Start of ROWS

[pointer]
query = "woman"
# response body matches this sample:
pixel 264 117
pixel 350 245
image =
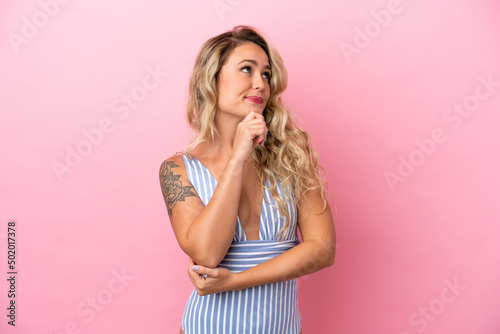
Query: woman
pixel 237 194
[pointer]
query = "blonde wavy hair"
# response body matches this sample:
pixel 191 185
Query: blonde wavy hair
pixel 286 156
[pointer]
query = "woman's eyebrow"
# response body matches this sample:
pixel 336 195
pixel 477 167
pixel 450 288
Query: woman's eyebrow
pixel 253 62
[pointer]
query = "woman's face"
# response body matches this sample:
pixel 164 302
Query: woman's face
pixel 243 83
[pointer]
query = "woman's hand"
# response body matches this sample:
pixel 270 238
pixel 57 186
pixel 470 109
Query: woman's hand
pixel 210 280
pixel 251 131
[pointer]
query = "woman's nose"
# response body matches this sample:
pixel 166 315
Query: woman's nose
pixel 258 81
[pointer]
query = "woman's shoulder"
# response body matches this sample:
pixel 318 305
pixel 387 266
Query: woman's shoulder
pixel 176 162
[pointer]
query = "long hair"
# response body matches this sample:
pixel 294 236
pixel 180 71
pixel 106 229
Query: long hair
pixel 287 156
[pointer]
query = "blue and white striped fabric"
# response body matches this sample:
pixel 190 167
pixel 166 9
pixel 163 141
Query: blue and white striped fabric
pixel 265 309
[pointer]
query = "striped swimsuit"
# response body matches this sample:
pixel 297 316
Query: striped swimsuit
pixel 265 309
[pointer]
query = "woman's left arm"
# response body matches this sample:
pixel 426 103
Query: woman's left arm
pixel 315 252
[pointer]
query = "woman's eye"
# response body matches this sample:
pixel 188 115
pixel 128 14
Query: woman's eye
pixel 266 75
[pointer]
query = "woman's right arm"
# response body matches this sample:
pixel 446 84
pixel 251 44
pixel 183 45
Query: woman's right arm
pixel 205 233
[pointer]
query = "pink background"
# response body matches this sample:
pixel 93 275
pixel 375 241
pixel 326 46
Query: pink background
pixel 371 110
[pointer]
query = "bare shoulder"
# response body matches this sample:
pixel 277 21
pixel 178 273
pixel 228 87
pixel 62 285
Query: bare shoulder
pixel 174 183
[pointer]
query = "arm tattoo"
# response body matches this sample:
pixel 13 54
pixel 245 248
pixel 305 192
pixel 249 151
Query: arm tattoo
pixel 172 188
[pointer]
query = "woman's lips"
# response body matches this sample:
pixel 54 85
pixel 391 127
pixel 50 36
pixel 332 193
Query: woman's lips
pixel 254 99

End of ROWS
Start of ROWS

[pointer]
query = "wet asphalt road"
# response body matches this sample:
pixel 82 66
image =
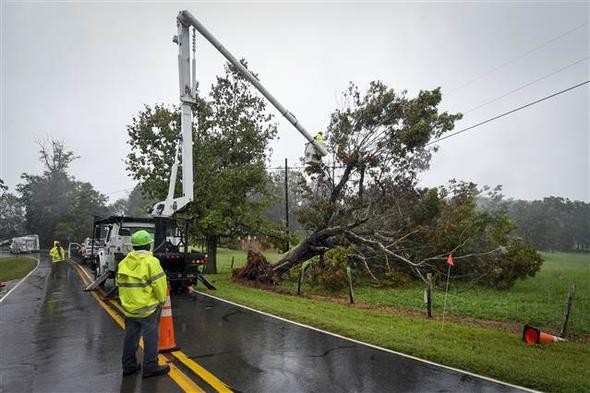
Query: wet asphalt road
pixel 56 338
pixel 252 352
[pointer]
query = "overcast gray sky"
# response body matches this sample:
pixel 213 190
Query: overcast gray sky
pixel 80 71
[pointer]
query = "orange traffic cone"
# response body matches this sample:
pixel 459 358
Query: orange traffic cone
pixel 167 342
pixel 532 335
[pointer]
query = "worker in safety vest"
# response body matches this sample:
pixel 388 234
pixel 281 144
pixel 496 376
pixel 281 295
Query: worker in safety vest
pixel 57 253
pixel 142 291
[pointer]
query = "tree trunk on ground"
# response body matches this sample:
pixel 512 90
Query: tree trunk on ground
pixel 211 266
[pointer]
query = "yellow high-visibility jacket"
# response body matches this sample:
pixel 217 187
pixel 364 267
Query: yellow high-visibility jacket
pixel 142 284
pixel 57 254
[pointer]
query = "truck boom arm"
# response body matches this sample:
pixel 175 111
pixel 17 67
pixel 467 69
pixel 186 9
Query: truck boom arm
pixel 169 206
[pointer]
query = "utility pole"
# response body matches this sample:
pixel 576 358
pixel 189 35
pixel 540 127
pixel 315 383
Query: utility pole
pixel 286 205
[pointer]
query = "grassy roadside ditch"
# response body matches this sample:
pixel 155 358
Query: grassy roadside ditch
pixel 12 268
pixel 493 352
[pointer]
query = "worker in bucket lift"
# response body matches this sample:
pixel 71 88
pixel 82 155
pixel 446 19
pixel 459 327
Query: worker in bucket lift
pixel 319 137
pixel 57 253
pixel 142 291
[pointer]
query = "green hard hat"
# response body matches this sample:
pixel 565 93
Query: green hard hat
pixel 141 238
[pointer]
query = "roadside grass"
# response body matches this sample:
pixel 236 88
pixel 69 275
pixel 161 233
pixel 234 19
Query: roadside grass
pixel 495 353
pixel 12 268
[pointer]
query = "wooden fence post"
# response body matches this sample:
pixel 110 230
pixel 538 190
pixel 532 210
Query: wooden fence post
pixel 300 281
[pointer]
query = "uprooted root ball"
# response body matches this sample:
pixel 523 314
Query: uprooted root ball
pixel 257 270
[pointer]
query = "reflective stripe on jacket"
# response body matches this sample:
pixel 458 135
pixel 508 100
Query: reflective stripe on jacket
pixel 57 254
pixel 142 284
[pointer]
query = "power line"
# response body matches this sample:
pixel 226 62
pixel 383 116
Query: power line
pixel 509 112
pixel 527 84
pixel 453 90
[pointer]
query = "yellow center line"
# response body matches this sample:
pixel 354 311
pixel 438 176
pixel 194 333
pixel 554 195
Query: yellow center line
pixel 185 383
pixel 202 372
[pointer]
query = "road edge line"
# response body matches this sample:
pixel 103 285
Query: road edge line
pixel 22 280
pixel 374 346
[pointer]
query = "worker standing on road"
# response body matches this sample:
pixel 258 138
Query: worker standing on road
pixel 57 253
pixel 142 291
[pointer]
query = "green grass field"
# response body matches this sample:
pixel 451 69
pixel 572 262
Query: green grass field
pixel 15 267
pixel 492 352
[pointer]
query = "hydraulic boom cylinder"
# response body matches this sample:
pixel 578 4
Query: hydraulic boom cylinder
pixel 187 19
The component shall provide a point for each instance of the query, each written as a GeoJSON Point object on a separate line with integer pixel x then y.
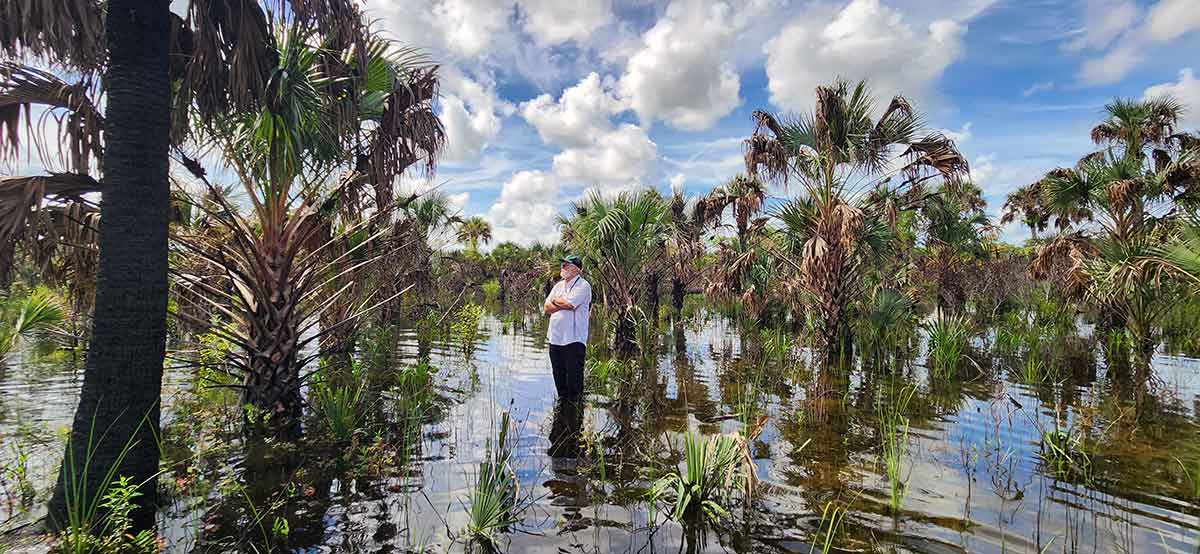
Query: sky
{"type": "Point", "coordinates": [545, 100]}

End of ROWS

Gather every line in the records above that contains the string "asphalt" and list those lines.

query = "wet asphalt road"
Query: wet asphalt road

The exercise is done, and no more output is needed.